----- Document extract -----
Mat Clancy, president of the Kingston and Area Real Estate Association (KAREA), has been watching friends, family, and clients alike move back to Kingston from places like Toronto for the past couple of years and he doesn’t expect that trend to stop anytime soon.
“I mean, if you can buy a house for half the price or even a third of the cost of a home in Toronto, in a city where it takes you 15 minutes to drive anywhere and you get to have a nice big backyard and still work in the job that you were doing, why wouldn’t you want to do that?” says Mr. Clancy.
Like Kingston, many smaller cities and larger towns, also known as secondary markets, are experiencing a significant housing market boom as people want their home-buying dollars to go further, aren’t tied to a lengthy daily commute and are spending significant amounts of time at home.
According to KAREA, June home sales in Kingston were up 10.1 per cent above the five-year average and almost 19 per cent above the 10-year average. On a year-to-date basis, home sales totalled a record 2,593 units over the first six months of the year, a spike of 51.9 per cent from the same period last year.
“Throughout this pandemic, quality of life has become a bigger priority for people,” says Mr. Clancy. “And in my opinion, a house used to be a place that many people just went home to sleep at night and that was it. But when everyone got locked inside their houses, they started to question, ‘Well maybe I should buy a house somewhere I’m happy to be.’”
----- Record excerpts -----
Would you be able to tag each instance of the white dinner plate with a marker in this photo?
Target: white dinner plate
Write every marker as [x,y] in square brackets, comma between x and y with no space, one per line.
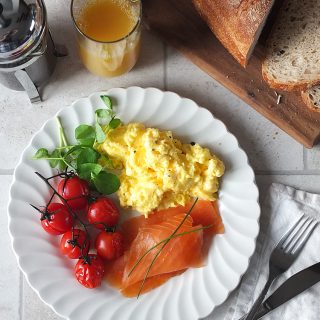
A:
[192,295]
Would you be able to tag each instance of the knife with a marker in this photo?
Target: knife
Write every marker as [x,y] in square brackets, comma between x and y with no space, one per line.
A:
[295,285]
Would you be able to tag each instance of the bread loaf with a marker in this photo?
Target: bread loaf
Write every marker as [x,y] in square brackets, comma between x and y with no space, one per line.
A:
[292,61]
[311,98]
[236,23]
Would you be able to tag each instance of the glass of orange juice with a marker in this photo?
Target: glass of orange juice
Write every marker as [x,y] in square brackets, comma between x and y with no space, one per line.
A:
[108,34]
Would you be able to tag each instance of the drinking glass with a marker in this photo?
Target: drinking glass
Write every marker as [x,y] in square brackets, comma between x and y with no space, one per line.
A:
[108,58]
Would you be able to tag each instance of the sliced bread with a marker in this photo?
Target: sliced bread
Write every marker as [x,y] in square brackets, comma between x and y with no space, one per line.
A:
[236,23]
[292,59]
[311,98]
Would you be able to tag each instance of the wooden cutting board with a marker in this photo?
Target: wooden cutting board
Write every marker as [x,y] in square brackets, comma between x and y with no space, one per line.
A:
[177,22]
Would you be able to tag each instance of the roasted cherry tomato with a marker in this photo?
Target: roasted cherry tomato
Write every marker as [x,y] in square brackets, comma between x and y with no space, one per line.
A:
[57,219]
[105,211]
[89,272]
[75,243]
[75,191]
[109,245]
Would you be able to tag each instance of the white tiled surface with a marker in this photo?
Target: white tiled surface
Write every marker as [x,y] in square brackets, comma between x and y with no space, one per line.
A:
[274,155]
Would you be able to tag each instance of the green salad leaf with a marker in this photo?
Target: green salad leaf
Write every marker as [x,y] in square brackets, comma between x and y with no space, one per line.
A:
[84,157]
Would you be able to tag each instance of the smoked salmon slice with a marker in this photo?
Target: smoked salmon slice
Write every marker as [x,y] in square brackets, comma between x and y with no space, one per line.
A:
[180,253]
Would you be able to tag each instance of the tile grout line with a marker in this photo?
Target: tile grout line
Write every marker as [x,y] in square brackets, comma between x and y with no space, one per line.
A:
[6,172]
[165,55]
[21,315]
[288,173]
[305,158]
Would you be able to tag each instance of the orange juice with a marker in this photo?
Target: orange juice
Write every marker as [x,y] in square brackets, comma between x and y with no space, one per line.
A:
[109,41]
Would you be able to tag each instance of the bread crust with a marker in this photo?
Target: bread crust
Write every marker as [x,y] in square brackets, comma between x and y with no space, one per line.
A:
[288,86]
[236,23]
[307,101]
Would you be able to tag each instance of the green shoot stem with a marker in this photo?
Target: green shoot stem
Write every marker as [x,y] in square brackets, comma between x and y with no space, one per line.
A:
[63,139]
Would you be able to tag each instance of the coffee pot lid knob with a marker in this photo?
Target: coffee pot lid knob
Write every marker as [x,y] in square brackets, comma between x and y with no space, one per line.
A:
[21,23]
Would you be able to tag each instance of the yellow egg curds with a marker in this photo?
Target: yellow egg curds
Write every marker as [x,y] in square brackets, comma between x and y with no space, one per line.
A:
[158,171]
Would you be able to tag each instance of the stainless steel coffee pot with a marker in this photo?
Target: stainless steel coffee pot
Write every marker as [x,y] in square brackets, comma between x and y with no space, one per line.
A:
[27,51]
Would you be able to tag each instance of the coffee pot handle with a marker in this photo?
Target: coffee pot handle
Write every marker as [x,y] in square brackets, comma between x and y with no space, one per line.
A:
[28,85]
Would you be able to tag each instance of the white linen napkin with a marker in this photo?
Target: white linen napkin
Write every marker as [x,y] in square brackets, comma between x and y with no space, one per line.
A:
[281,208]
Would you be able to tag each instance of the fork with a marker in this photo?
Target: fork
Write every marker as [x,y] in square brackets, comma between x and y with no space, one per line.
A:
[284,254]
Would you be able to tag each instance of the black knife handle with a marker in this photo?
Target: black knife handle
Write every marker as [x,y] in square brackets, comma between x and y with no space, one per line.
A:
[263,309]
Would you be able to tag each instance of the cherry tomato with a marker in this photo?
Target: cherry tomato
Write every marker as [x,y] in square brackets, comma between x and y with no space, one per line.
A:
[75,190]
[105,211]
[90,273]
[57,219]
[72,242]
[109,245]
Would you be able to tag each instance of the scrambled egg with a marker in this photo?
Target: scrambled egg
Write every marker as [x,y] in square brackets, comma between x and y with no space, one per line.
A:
[158,171]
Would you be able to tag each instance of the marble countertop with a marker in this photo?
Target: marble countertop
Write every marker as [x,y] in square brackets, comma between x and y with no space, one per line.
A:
[274,155]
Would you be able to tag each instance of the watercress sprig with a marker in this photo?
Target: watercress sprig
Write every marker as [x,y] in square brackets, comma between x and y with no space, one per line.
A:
[84,157]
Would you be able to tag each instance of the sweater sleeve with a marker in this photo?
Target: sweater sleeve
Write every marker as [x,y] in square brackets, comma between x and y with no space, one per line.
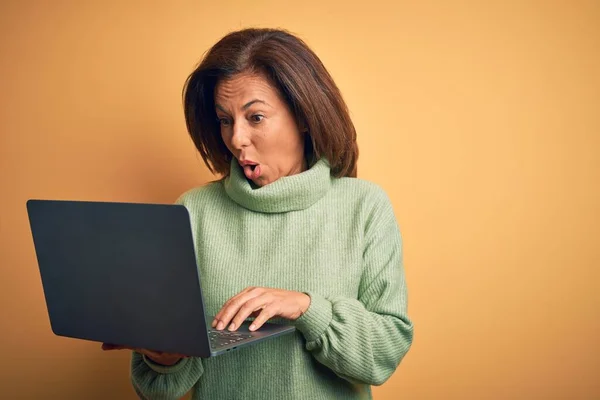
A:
[364,339]
[152,381]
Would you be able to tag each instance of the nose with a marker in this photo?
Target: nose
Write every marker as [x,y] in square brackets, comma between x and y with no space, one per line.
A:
[241,136]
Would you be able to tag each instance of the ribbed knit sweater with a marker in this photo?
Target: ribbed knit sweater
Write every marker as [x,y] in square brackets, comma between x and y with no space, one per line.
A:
[335,239]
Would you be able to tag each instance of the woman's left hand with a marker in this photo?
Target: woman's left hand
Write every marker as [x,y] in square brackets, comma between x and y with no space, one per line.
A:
[263,303]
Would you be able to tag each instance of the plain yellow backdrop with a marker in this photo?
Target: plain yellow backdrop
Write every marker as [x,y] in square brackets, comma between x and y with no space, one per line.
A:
[481,119]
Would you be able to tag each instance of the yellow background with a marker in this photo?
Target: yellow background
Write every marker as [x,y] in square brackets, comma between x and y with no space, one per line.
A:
[480,119]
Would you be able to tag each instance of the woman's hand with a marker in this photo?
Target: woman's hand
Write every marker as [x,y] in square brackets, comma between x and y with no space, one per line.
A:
[263,303]
[158,357]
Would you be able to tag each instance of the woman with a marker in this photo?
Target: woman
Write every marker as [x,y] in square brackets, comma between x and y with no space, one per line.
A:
[289,233]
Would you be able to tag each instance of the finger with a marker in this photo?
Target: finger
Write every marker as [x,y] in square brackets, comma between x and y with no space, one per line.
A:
[229,302]
[267,313]
[229,311]
[253,305]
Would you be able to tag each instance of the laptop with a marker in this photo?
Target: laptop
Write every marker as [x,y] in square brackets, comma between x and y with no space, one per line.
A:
[126,274]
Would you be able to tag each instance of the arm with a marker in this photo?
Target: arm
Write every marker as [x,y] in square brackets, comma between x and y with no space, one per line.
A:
[153,381]
[364,340]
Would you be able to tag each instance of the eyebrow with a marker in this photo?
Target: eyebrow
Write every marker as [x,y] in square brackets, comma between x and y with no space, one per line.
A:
[245,106]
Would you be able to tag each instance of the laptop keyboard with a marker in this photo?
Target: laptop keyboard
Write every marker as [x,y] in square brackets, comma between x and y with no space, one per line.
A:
[225,338]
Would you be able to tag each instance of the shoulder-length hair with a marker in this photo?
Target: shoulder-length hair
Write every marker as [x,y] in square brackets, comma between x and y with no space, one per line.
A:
[301,79]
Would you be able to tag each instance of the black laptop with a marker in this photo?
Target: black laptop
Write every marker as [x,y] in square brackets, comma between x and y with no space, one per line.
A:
[126,274]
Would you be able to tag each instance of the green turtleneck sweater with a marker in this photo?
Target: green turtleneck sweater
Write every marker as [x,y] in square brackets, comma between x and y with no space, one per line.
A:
[335,239]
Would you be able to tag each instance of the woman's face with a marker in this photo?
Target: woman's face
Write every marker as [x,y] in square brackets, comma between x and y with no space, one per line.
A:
[259,129]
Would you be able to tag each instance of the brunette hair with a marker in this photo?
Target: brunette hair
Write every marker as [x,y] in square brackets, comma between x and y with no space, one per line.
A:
[301,79]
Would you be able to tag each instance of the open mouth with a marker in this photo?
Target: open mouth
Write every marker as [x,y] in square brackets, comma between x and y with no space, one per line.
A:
[252,171]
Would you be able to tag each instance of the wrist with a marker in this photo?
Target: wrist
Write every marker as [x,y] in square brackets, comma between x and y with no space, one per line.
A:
[304,303]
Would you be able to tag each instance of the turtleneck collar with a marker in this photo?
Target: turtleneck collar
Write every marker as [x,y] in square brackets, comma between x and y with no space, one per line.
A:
[288,193]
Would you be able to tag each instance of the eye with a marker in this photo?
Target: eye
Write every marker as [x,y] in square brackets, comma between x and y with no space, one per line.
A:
[224,121]
[256,118]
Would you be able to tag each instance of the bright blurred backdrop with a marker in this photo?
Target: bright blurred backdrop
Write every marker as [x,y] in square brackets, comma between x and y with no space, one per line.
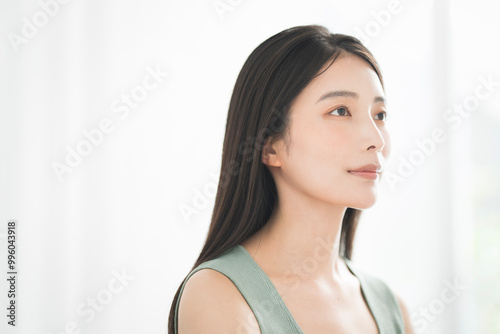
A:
[103,242]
-----
*Task list*:
a - In the Kingston housing article, what is the passage from "Like Kingston, many" to "period last year." when you substitute "regional markets" for "secondary markets"?
b - According to the Kingston housing article, how many home sales did Kingston record over the first six months of the year?
c - Can you extend the Kingston housing article from where it stops?

*Answers to the exercise*:
a -
Like Kingston, many smaller cities and larger towns, also known as regional markets, are experiencing a significant housing market boom as people want their home-buying dollars to go further, aren’t tied to a lengthy daily commute and are spending significant amounts of time at home.
According to KAREA, June home sales in Kingston were up 10.1 per cent above the five-year average and almost 19 per cent above the 10-year average. On a year-to-date basis, home sales totalled a record 2,593 units over the first six months of the year, a spike of 51.9 per cent from the same period last year.

b - A record 2,593 units.

c -
Even certain house amenities, which were once considered a liability in a real estate deal, are now seen as a significant bonus.
“Five years ago, when the market was considered a little more normal, a swimming pool could be considered a detriment to a house sometimes,” he explains. “Whereas now if you have a house with a pool [on the market] people go crazy over it.”
Indeed, this search for quality of life, which often translates into more living space both inside and outside the home, has definitely been a catalyst for the real estate market boom in many smaller communities, experts say. With commutes no longer being as much of a worry, the boundaries of where people move can expand to be hours away from an urban centre.
Lethbridge is a two-hour drive from Calgary and is currently the hottest real estate market in Alberta. Much of that comes down to the type of lifestyle recent buyers in this market want to live and the affordability of these properties outside that major urban centre.
“It’s not often that you get a city of 100,000 that has post-secondary institutions, is close to the mountains, close to the border,” says Dallas Harty, owner at RE/MAX real estate in Lethbridge. “Strategically, I think it’s a pretty nice place to be.”
Mr. Harty says the real estate industry was aware the prices in Lethbridge wouldn’t likely stay affordable forever. “We knew we were due for a run-up, but no one knew when,” he recalls. However, with COVID-19, leading to remote working and no worry about commutes, “it was kind of a perfect storm.”
Pre-pandemic housing prices in this Southern Alberta city were “extraordinarily low,” explains Mr. Harty. It’s also a market that remains accessible to many first-time home buyers, as the average cost of home in Lethbridge sits at around $335,000, according to RE/MAX.
The same report lays out how a 49-per-cent increase in sales, coupled with 25-per-cent lower inventory, has made Lethbridge the ultimate seller’s market –– and many believe it will remain this way even in a post-pandemic world.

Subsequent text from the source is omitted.